**EXERCISE:**
Present each line of the entries below as a numbered list, omitting any blank lines.

[A block of data]
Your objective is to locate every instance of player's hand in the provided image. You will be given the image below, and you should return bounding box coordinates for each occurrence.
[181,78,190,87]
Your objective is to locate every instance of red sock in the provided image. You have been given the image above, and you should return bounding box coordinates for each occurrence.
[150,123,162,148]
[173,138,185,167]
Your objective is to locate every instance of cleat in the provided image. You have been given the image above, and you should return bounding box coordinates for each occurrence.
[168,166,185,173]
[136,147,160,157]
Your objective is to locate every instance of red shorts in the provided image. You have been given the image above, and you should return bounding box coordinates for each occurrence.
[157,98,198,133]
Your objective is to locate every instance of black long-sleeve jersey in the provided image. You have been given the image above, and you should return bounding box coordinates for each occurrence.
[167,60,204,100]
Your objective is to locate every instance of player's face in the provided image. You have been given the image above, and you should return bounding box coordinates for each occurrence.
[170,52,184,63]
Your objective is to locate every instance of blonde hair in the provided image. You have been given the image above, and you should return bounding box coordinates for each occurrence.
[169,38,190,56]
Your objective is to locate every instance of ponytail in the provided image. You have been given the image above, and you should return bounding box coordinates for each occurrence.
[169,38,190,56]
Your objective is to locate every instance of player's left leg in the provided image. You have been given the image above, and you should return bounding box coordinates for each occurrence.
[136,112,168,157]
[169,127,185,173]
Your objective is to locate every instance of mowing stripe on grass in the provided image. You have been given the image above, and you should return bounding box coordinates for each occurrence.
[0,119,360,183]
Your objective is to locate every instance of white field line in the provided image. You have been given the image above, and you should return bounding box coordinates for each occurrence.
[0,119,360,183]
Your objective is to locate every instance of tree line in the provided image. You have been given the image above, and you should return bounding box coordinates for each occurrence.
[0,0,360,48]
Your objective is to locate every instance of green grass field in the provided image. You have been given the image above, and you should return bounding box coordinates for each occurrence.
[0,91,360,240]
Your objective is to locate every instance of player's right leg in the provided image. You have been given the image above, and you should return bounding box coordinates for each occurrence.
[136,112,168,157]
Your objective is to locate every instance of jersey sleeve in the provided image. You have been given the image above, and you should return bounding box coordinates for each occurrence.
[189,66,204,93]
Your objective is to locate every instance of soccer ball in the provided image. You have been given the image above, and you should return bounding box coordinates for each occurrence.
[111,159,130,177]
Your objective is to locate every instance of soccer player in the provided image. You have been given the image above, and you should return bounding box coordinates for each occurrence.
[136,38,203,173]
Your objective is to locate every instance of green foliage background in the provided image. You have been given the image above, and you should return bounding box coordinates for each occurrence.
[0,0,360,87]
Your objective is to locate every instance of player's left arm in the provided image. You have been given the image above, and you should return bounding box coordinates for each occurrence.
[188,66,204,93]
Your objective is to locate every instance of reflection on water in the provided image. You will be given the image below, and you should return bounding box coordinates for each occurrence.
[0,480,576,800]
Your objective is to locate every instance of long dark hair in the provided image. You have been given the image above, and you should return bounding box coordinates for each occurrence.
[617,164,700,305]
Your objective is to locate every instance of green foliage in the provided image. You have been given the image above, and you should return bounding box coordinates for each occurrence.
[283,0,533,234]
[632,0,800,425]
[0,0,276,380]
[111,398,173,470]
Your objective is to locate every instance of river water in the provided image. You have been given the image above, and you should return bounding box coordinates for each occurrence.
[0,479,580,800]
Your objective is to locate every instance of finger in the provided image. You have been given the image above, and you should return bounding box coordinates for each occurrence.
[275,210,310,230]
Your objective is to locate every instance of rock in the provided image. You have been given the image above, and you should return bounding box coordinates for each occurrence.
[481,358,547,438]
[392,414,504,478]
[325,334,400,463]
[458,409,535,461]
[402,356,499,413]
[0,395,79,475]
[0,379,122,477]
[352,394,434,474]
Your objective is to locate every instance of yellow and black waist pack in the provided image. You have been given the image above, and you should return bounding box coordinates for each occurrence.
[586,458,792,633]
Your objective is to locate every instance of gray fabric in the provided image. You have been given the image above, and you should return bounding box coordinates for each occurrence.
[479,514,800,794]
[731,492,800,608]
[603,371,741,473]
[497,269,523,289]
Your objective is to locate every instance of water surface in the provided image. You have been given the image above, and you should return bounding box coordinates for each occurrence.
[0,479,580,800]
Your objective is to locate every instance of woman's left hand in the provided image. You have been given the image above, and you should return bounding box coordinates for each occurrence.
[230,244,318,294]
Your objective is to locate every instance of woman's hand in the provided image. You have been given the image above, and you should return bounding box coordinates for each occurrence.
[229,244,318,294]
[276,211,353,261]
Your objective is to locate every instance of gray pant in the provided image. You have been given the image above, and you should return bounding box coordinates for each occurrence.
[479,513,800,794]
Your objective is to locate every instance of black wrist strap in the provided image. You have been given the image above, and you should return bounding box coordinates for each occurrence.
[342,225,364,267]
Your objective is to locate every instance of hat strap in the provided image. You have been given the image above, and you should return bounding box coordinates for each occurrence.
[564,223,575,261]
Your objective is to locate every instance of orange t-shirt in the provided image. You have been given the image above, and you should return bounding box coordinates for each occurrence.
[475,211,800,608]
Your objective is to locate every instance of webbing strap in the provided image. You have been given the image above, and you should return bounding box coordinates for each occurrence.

**FINAL RESULT:**
1. Your objective is to locate every instance of player's hand in the provided image. You will be given the image below, and you should return bounding box coordinates for each occurrence.
2. [181,78,190,87]
3. Your objective is to locate every instance of red sock in the provided image. You have been given the image above, and you should return bounding box coordinates for each occurrence.
4. [150,123,162,148]
5. [173,138,185,167]
6. Your objective is to locate every instance of cleat in the provided image. You have been given the image above, and you should return bounding box coordinates for each occurrence.
7. [168,166,185,173]
8. [136,147,160,157]
9. Your objective is to locate every instance of red shorts in the provided image. You have been given the image above, and you should return bounding box coordinates for each occurrence.
10. [157,98,198,133]
11. Your objective is to locate every instance of black long-sleeve jersey in the provided image. You have been given the image above, and you should return bounding box coordinates for each occurrence.
12. [167,60,204,100]
13. Your objective is to locate every instance of player's face in the provided image. You have been given the image above, and you should return bounding box coordinates for each occurrence.
14. [170,52,184,63]
15. Your objective is to locate every instance of blonde hair in the provided image. You have been given the image above, and you should return bounding box coordinates for each occurrence.
16. [169,38,190,56]
17. Your objective is to locate every instance of ponytail in the provided image. You have been given the image above, and you should return bounding box coordinates for each occurrence.
18. [169,38,190,56]
19. Your objective is to locate every instance of player's left leg in the provided image. You have been given the image above, and you should return bounding box coordinates for each occurrence.
20. [136,112,168,157]
21. [169,127,185,173]
22. Your objective is to locate every instance of mowing stripe on grass in the provided image. You have been given the image above, and you should return bounding box coordinates for each occurrence.
23. [0,119,360,183]
24. Your objective is to locate every instance of white field line in the provided image. You have been given the image above, and you should return bounding box coordinates for each occurrence.
25. [0,119,360,183]
26. Your objective is to locate every instance of tree line in the provided image. You have been given the image above, and you should return bounding box coordinates for each occurrence.
27. [0,0,360,48]
28. Your objective is to locate every instance of green grass field in the provided image. You have been given the image above, and you should return bounding box coordinates for each occurrence.
29. [0,91,360,240]
30. Your objective is to locate every instance of player's right leg in the provided image. You have been given the image above, and you should return bounding box coordinates for each occurrence.
31. [136,112,168,157]
32. Your objective is to locate every instance of jersey sleeve in the provided image. You have been given the image above, and you should return bounding box coordinates for each occurrence.
33. [189,66,204,93]
34. Your objective is to locate every instance of soccer ball in the provided image. You have been given the image above, and you should return bounding box coordinates for each occurrence.
35. [111,159,130,177]
36. Your objective is to locate every instance of soccer player in the provided image. You have been given the image above, and you should return bounding box coordinates for each occurrence.
37. [136,38,203,173]
38. Your objective is to locate every instance of green foliage background in the provided image. You have been given the image above, and you should return bounding box coordinates for each occurrence.
39. [0,0,360,87]
40. Your objective is to locate every instance of player's left arm in the provided image. You have been given the image above, and you should return bounding box coordinates for each occurrence.
41. [188,66,204,93]
42. Your objective is to locate every instance of reflection on water in the provided image. You will be given the image below, and you should return bounding box coordinates for each occurrence.
43. [0,480,576,800]
44. Your objective is to locate every instance of long dark hair in the provided image. You have been given the image above, and you should return bounding box coordinates for each occurrence.
45. [617,164,700,305]
46. Your objective is to locate every instance of green foliage in the provided image. You have been given the image above, and you should return bounding box coordinates for each occurrence.
47. [283,0,533,234]
48. [632,0,800,425]
49. [0,0,276,380]
50. [111,398,173,470]
51. Your objective is to locate every instance of river water in the provided image. You have been given the image above, and you should return bounding box coordinates for each occurrence.
52. [0,479,580,800]
53. Your objective is to locate every instance of finger in the provided image. You have been given the image above, and you should return bounding box coordinates for each occurrence.
54. [275,210,310,230]
55. Your objective is to locate every instance of rock in the provided image. You have been given the image above, and you should return bounding box coordinates for each occurrence.
56. [481,358,547,438]
57. [392,414,504,478]
58. [325,334,400,463]
59. [458,409,535,461]
60. [402,356,499,413]
61. [0,395,79,475]
62. [0,379,122,477]
63. [352,394,434,474]
64. Your objective is to locate every instance of yellow and black waist pack in the provided image. You have been given the image above, and you should return bounding box coordinates for each occurrence.
65. [586,458,792,633]
66. Your objective is to locate every instance of gray fabric in the provided image. You have been given the image above, and you should return bounding box coordinates for each occurrence.
67. [479,514,800,794]
68. [731,492,800,608]
69. [603,371,741,473]
70. [497,269,523,289]
71. Your objective is to locate every instance of water surface in the provided image. You have been given the image above, and you should return bounding box coordinates for each occurrence.
72. [0,479,580,800]
73. Your objective is to locate every instance of woman's left hand in the provided image. You have been given the image above, and you should return bounding box coordinates for each occurrence.
74. [230,244,318,294]
75. Your objective is to locate every instance of woman's hand in the provided image. You have been given the image above, and you should return bounding box coordinates for each occurrence.
76. [229,244,318,294]
77. [276,211,353,261]
78. Your objective is to locate every instance of gray pant in the provided image. You have been given the image above, and you should return bounding box coordinates for each occurrence.
79. [479,513,800,794]
80. Your objective is to locate every instance of black wrist strap in the provided image. You have been given the image above, and you should return bounding box coordinates for each occurrence.
81. [342,225,364,267]
82. Your objective is to locate every instance of hat strap in the provided image. You have been given the image above, and you should return bounding box coordinates for each occurrence.
83. [564,223,575,261]
84. Your objective is to locate every instance of orange t-shirt in the provided image. You have been given the image above, and you should return bounding box coordinates for each occurrence.
85. [475,211,800,608]
86. Your objective is to locate every instance of webbing strap in the provided image. You have been given the image above, and you should return bounding box coordinates for each occurrence.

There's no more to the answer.